**Problems**
a - Reproduce the discussion of 1970 Mustang engine codes from "That's certainly possible, but" to "the Marti Reports.", substituting "2-barrel" for "two-barrel" each time it appears.
b - Summarize the discussion of 1970 Mustang engine codes in two sentences.

**Document**
Matt,  I'm not 100% sure on this.   I believe that in 1970 the H was the Windsor 2 barrel and the M was the Cleveland 4 barrel.   There was nothing random and you could not get the Cleveland with a 2 barrel or the Windsor with a 4.

 

Nice car by the way,  good luck with the sale.  Real one owner cars like that rarely exist,  especially muscle cars.

 

That's certainly possible, but all the information out there is very inconsistent--like information overload where there are too many experts with slightly different opinions. I found one article that says:

 

The 1970 Mustang offered two versions of the 351C, the H-code with two-barrel carburetor, and the M-code four-barrel, which also had higher compression cylinder heads (10.7:1 vs. 9.5:1), using closed—or quench-type—combustion chambers vs. open-type for the two-barrel. The two-barrel received the same 250-horsepower rating as the 1969 351W two-barrel, which also was tagged H-code. The 351C replaced the 351W in the Mustang (and Mercury Cougar) for 1970, although some ’70 models received the Windsor two-barrel, according to Kevin Marti, who uses licensed Ford build data to create the Marti Reports.

**Given data**
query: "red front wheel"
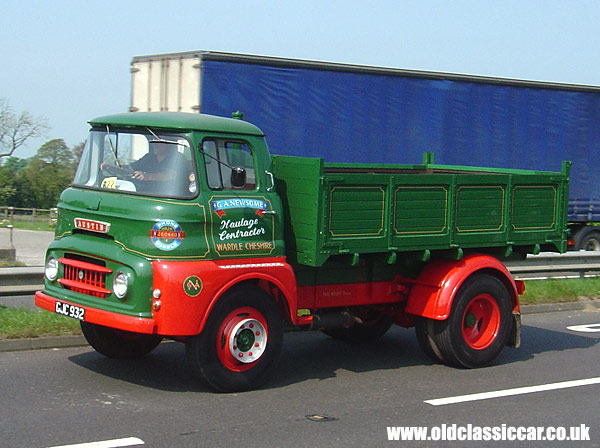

**Solutions in order**
a -
That's certainly possible, but all the information out there is very inconsistent--like information overload where there are too many experts with slightly different opinions. I found one article that says:

 

The 1970 Mustang offered two versions of the 351C, the H-code with 2-barrel carburetor, and the M-code four-barrel, which also had higher compression cylinder heads (10.7:1 vs. 9.5:1), using closed—or quench-type—combustion chambers vs. open-type for the 2-barrel. The 2-barrel received the same 250-horsepower rating as the 1969 351W 2-barrel, which also was tagged H-code. The 351C replaced the 351W in the Mustang (and Mercury Cougar) for 1970, although some ’70 models received the Windsor 2-barrel, according to Kevin Marti, who uses licensed Ford build data to create the Marti Reports.

b - One writer believes that in 1970 the H code was the Windsor two-barrel and the M code was the Cleveland four-barrel, with no other pairings possible. Another calls the available information inconsistent and quotes an article saying the 1970 Mustang offered the 351C as an H-code two-barrel or an M-code four-barrel, though some 1970 models received the Windsor two-barrel.